# Problem to solve
Write the data out again in full, with no departure from the original.

::::

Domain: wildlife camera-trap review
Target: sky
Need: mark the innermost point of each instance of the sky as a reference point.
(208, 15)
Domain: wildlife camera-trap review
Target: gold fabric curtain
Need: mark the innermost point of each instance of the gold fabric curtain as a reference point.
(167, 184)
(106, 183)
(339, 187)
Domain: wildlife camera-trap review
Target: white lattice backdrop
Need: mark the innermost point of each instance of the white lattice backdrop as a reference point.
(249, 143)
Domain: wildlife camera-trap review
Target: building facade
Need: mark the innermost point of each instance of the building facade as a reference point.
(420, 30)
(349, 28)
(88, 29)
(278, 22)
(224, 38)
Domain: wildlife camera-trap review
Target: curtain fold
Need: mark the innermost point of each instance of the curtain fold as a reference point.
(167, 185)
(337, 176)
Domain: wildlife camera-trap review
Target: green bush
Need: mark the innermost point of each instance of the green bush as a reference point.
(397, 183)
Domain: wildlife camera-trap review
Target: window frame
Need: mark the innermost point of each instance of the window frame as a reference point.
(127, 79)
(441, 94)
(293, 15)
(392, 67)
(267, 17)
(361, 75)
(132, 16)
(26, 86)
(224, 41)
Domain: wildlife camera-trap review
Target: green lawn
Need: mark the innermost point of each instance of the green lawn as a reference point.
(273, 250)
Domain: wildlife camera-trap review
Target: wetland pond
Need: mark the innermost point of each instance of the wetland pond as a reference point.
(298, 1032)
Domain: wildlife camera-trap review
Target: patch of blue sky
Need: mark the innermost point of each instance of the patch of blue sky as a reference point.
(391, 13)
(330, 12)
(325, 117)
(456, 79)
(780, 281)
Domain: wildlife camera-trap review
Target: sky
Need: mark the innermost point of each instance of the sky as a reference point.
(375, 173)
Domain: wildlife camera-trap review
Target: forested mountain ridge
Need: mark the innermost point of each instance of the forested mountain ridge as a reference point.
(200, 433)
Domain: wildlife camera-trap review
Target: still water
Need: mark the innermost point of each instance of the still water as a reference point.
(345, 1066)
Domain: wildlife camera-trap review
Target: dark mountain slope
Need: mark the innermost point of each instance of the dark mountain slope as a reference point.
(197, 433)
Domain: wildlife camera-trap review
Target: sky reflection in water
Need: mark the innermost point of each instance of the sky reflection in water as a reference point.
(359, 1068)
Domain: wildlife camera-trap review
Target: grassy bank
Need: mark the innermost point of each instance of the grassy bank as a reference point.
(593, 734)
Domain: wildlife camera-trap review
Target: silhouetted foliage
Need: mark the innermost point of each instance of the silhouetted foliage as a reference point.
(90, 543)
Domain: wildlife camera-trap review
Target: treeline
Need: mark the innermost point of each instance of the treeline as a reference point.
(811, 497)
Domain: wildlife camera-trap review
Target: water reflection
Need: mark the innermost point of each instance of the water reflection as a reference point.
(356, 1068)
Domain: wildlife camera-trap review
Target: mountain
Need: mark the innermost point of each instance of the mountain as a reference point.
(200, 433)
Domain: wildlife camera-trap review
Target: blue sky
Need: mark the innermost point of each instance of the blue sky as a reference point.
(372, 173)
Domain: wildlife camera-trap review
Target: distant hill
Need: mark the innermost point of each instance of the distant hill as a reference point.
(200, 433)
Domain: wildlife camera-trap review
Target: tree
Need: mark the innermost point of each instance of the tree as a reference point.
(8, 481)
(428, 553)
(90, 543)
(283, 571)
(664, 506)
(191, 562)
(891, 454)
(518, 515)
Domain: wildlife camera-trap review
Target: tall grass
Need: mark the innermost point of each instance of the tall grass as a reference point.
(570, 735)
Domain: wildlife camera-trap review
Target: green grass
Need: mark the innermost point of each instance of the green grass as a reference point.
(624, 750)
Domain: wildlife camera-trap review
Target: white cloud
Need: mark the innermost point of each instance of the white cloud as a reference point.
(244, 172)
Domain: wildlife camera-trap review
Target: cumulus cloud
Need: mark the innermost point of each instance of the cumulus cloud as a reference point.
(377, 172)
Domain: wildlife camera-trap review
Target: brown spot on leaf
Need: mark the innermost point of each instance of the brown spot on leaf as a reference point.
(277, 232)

::::

# Finished exercise
Domain: wildlife camera-trap review
Target: sky
Need: mark the innermost point of each instance of the sky as a reference point.
(208, 15)
Domain: wildlife camera-trap review
Target: gold fabric curtain
Need: mark the innermost point of each instance of the gold fabric curtain as a reference point.
(167, 184)
(106, 183)
(339, 187)
Domain: wildlife camera-trap review
Target: white lattice backdrop
Need: mark the innermost point of each instance of the white lattice backdrop as a reference point.
(249, 143)
Domain: wildlife camera-trap review
Target: building facade
Need: mark the innermost point of each instance of the building facade as a reference point.
(420, 30)
(349, 28)
(88, 29)
(278, 22)
(224, 38)
Domain: wildlife camera-trap review
Target: curtain fold
Need: mark the innermost point of each instance of the curtain fold as a reference point.
(167, 185)
(337, 176)
Domain: wildlife camera-trap review
Target: green bush
Need: mark the innermost point of each instance of the green bush as a reference point.
(397, 183)
Domain: wildlife camera-trap review
Target: window frame
Need: mark the innermost point of each instance of the window frame as a reference point.
(127, 79)
(441, 94)
(293, 15)
(392, 67)
(267, 17)
(361, 75)
(132, 16)
(26, 86)
(224, 41)
Domain: wildlife camera-trap review
Target: green lawn
Need: mark the innermost point of each instance of the green lawn as a reference point.
(273, 250)
Domain: wildlife camera-trap review
Target: wetland pond
Need: mark the innermost point of each instance of the wetland pond as a reference point.
(298, 1032)
Domain: wildlife camera-trap review
Target: patch of blue sky
Need: mark the innermost point of each instance of the patch of blue sky as a reference point.
(391, 13)
(330, 12)
(325, 117)
(456, 79)
(780, 281)
Domain: wildlife camera-trap review
Target: sky
Need: mark the innermost point of each instance of the sky as a reference point.
(375, 173)
Domain: wildlife camera-trap review
Target: forested mountain ridge
Need: mark the innermost point of each instance of the forested mountain ridge as a reference point.
(200, 433)
Domain: wildlife camera-trap review
Target: still water
Need: mark the innermost point of each instance of the still water as a reference point.
(345, 1066)
Domain: wildlife camera-trap review
Target: dark mountain slope
Need: mark the innermost point of each instance of the dark mountain slope as a reference point.
(197, 433)
Domain: wildlife camera-trap review
Target: sky reflection in water
Need: mark the innermost point of each instance of the sky reflection in water as a reference point.
(359, 1068)
Domain: wildlife camera-trap review
Target: grassy bank
Need: mark the innermost point of each instance of the grassy bank as a reference point.
(593, 734)
Domain: wildlife camera-trap review
Target: silhouetted foliage
Need: mark the innermost point of each instance of the silhouetted foliage as a reference point.
(90, 543)
Domain: wildlife camera-trap review
Target: treeline
Need: mark the innermost point of each instance of the treeline as a reference point.
(811, 497)
Domain: wildlife camera-trap review
Target: water reflection
Need: mark the innermost point of each instance of the water reflection as a reference point.
(356, 1068)
Domain: wildlife camera-trap review
Target: mountain
Need: mark the innermost point of each instance of the mountain as a reference point.
(200, 433)
Domain: wildlife camera-trap review
Target: blue sky
Need: mark the innermost point of each instance of the blue sky as a reference point.
(372, 173)
Domain: wildlife camera-trap review
Target: distant hill
Need: mark the innermost point of each instance of the distant hill as a reference point.
(200, 433)
Domain: wildlife camera-trap review
Target: tree
Need: mark the innermost point of each instance of the tree as a reference point.
(8, 481)
(428, 553)
(90, 543)
(283, 571)
(664, 506)
(191, 562)
(891, 454)
(518, 515)
Domain: wildlife camera-trap review
Target: tall grass
Need: mark the innermost point of each instance of the tall grass as a reference point.
(570, 735)
Domain: wildlife camera-trap review
Target: green grass
Need: mark the innermost point of each instance of the green grass as a reference point.
(624, 750)
Domain: wildlife camera-trap review
Target: white cloud
Need: mark the innermost point of each instance of the white cloud as a reference point.
(244, 172)
Domain: wildlife camera-trap review
Target: cumulus cloud
Need: mark the innermost point of each instance of the cumulus cloud as a reference point.
(377, 172)
Domain: wildlife camera-trap review
Target: brown spot on leaf
Need: mark the innermost point of each instance of the brown spot on leaf as a reference point.
(277, 232)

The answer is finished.